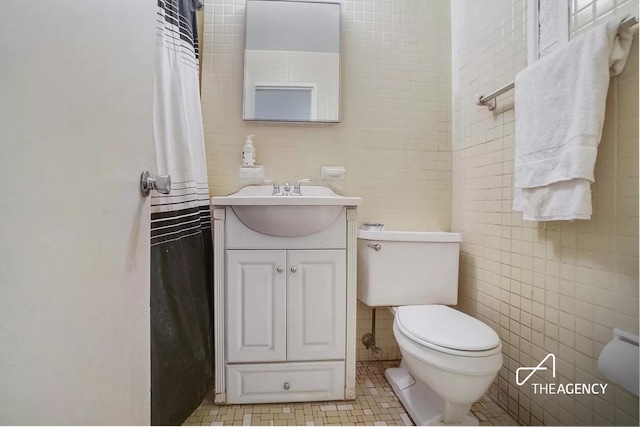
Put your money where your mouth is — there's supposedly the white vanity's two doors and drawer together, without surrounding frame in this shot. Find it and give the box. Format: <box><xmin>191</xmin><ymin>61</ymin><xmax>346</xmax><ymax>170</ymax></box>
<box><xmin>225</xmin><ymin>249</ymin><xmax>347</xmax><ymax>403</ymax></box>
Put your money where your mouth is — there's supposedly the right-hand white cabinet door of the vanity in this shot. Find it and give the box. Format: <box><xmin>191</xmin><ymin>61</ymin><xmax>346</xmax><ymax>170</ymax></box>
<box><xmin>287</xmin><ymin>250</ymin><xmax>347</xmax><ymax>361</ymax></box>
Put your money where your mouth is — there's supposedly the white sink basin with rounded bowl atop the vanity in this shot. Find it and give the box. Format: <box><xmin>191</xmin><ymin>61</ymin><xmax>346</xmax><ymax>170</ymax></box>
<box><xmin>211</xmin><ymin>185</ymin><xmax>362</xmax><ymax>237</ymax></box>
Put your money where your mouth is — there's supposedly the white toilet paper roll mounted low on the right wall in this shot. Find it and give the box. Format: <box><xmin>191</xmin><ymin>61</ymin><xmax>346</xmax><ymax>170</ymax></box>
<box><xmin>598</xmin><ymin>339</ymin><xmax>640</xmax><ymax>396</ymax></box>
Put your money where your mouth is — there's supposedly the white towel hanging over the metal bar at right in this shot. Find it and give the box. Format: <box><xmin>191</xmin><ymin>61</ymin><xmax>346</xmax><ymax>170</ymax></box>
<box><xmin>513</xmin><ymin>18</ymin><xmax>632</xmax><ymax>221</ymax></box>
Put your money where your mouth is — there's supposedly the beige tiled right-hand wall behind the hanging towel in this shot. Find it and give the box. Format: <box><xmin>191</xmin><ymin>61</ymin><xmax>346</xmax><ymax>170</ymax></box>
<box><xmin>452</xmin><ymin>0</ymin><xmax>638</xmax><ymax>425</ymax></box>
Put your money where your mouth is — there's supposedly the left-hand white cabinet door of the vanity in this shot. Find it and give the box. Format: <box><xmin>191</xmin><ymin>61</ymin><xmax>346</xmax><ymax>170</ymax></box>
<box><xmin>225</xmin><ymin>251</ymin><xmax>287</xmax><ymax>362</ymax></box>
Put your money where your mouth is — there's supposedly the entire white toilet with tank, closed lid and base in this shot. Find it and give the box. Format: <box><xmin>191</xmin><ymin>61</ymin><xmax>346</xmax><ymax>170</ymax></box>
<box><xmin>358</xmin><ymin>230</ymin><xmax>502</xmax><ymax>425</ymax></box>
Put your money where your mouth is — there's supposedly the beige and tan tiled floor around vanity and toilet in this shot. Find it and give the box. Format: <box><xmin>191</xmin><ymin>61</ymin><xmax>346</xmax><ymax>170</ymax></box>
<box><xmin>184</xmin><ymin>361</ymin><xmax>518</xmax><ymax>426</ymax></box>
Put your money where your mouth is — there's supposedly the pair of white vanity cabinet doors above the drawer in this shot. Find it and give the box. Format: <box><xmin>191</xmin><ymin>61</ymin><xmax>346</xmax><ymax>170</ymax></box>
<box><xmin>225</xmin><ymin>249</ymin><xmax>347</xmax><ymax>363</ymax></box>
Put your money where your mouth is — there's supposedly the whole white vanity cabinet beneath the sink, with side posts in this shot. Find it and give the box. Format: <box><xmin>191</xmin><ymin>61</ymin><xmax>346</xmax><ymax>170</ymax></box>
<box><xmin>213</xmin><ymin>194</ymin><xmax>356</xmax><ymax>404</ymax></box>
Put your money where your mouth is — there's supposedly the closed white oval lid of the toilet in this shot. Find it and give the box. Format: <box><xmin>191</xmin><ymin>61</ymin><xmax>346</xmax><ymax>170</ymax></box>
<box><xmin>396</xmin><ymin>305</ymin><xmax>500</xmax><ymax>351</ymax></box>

.....

| Required work |
No picture belongs in the copy. Print every entry above exactly as it stands.

| Exercise solution |
Put your money where your mouth is — there's supposedly the white vanity's two doors and drawer together, without surrounding frame in this shot. Find it and give the box. Format: <box><xmin>191</xmin><ymin>61</ymin><xmax>346</xmax><ymax>170</ymax></box>
<box><xmin>225</xmin><ymin>249</ymin><xmax>347</xmax><ymax>403</ymax></box>
Put your money where your mouth is — there's supposedly the right-hand white cabinet door of the vanity in this shot. Find it and give the box. Format: <box><xmin>191</xmin><ymin>61</ymin><xmax>346</xmax><ymax>170</ymax></box>
<box><xmin>287</xmin><ymin>250</ymin><xmax>347</xmax><ymax>361</ymax></box>
Put your money where your mouth is — there's supposedly the white sink basin with rounded bowl atop the vanity in this shot. Find it and give the box. Format: <box><xmin>191</xmin><ymin>61</ymin><xmax>346</xmax><ymax>170</ymax></box>
<box><xmin>211</xmin><ymin>185</ymin><xmax>362</xmax><ymax>237</ymax></box>
Put your money where your mouth is — there's supposedly the white toilet paper roll mounted low on the right wall in this shot. Find it and give the box. Format: <box><xmin>191</xmin><ymin>61</ymin><xmax>346</xmax><ymax>170</ymax></box>
<box><xmin>598</xmin><ymin>339</ymin><xmax>640</xmax><ymax>396</ymax></box>
Put your money where your mouth is — there's supposedly the white towel hanging over the metal bar at right in this shot. Find it and give the box. Format: <box><xmin>191</xmin><ymin>61</ymin><xmax>346</xmax><ymax>170</ymax></box>
<box><xmin>513</xmin><ymin>18</ymin><xmax>632</xmax><ymax>221</ymax></box>
Put your money where your mouth is — there's supposedly the beige tiled right-hand wall behind the hanging towel in this shot. Find it and give the box. Format: <box><xmin>191</xmin><ymin>61</ymin><xmax>346</xmax><ymax>170</ymax></box>
<box><xmin>452</xmin><ymin>0</ymin><xmax>638</xmax><ymax>425</ymax></box>
Put your money where your mouth is — there's supposedly the left-hand white cabinet door of the vanity in this shot. Find it and give the box. Format: <box><xmin>191</xmin><ymin>61</ymin><xmax>346</xmax><ymax>170</ymax></box>
<box><xmin>225</xmin><ymin>251</ymin><xmax>287</xmax><ymax>362</ymax></box>
Put your money where your mouth is — there's supposedly the entire white toilet with tank, closed lid and base in this shot. Find it and give the box. Format: <box><xmin>191</xmin><ymin>61</ymin><xmax>346</xmax><ymax>170</ymax></box>
<box><xmin>358</xmin><ymin>230</ymin><xmax>502</xmax><ymax>425</ymax></box>
Put your money where your mouth is — there's supposedly the beige and tan tiled floor around vanity and toilet in this shot. Find it and give the box. Format: <box><xmin>191</xmin><ymin>61</ymin><xmax>346</xmax><ymax>170</ymax></box>
<box><xmin>184</xmin><ymin>361</ymin><xmax>518</xmax><ymax>426</ymax></box>
Put your money where your mouth is — there's supposedly the pair of white vanity cabinet doors above the drawer in this shot. Find it and give the box. Format: <box><xmin>191</xmin><ymin>61</ymin><xmax>346</xmax><ymax>170</ymax></box>
<box><xmin>225</xmin><ymin>249</ymin><xmax>347</xmax><ymax>363</ymax></box>
Put your money where your mouth is — there's supposedly the whole white vanity cabinet beneath the sink, with side posts in this shot. Find it and give the box. Format: <box><xmin>191</xmin><ymin>61</ymin><xmax>346</xmax><ymax>170</ymax></box>
<box><xmin>213</xmin><ymin>194</ymin><xmax>356</xmax><ymax>404</ymax></box>
Put your money where your mouth is — there's supposedly the closed white oval lid of the toilet in this shot. Find it and give the box. Format: <box><xmin>191</xmin><ymin>61</ymin><xmax>346</xmax><ymax>170</ymax></box>
<box><xmin>396</xmin><ymin>305</ymin><xmax>500</xmax><ymax>351</ymax></box>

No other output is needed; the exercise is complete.